Copy out every line, from the one containing "Return one point per instance of the green grass" down to the one containing "x=320 y=144", and nothing else. Keep each line as it is, but raise every x and y coordinate value by 136.
═════ INFORMATION SUPPLIED
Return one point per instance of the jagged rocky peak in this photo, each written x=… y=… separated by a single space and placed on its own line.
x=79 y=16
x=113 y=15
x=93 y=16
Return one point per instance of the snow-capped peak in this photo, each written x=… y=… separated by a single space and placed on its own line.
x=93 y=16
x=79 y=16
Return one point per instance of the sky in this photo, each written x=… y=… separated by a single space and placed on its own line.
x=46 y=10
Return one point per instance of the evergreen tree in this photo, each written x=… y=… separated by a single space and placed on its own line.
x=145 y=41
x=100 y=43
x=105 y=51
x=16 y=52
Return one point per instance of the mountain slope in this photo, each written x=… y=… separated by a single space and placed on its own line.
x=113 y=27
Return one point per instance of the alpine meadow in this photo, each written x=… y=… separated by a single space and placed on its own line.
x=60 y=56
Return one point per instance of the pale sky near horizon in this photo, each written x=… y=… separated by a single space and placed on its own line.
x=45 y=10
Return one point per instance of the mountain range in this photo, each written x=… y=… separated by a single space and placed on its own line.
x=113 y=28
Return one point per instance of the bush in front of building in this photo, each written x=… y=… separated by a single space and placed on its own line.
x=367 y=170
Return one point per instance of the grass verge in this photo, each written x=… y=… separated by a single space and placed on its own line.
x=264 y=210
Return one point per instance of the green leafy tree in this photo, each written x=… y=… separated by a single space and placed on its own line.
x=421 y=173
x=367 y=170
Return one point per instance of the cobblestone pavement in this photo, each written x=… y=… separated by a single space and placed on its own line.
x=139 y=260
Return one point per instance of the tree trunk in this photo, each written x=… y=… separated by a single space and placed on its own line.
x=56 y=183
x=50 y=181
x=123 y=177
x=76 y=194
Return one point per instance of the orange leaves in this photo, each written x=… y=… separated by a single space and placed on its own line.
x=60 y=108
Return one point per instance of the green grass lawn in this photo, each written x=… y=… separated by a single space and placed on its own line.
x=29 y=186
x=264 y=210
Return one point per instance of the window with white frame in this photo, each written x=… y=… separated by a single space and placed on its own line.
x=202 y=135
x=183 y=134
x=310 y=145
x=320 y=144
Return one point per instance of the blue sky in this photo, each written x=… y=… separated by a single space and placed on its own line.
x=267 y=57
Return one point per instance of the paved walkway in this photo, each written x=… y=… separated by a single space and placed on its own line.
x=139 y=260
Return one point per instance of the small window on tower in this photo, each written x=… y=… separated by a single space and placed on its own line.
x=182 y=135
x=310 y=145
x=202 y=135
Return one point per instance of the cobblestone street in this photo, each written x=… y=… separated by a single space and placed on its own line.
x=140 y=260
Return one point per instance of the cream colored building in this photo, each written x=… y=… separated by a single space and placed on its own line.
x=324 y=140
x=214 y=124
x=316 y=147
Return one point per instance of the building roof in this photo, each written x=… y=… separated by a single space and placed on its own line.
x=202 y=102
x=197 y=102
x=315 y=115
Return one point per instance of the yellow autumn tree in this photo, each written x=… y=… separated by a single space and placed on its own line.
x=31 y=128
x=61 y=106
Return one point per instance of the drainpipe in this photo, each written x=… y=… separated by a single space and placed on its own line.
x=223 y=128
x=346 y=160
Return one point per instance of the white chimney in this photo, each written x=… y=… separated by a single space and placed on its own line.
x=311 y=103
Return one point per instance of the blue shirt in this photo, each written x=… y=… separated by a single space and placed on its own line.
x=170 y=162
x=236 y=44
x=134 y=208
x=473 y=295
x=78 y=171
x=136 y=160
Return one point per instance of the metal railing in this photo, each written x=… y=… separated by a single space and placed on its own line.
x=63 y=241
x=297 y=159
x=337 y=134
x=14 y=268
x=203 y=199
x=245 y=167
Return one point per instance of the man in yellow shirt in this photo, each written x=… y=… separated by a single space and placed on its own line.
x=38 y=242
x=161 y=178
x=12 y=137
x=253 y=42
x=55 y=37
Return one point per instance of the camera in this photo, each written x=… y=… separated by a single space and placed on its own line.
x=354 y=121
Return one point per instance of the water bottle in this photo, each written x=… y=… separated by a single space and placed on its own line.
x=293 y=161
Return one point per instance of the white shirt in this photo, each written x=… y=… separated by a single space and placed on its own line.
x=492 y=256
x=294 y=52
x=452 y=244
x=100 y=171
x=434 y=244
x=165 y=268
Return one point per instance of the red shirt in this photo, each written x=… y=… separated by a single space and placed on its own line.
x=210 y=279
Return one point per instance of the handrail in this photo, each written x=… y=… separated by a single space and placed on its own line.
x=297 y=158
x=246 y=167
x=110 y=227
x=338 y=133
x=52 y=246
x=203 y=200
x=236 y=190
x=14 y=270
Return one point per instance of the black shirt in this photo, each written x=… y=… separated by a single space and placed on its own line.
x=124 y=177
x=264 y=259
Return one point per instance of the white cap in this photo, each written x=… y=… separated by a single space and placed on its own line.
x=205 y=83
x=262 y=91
══════════
THE OUTPUT:
Return one point per instance of the green grass lawn in this photo, each written x=… y=… separated by a single space and placed on its own line.
x=165 y=322
x=400 y=346
Return one point per instance of the window with white frame in this photo, each written x=… y=… separated by a single space and placed on its own line.
x=338 y=271
x=319 y=270
x=446 y=281
x=456 y=280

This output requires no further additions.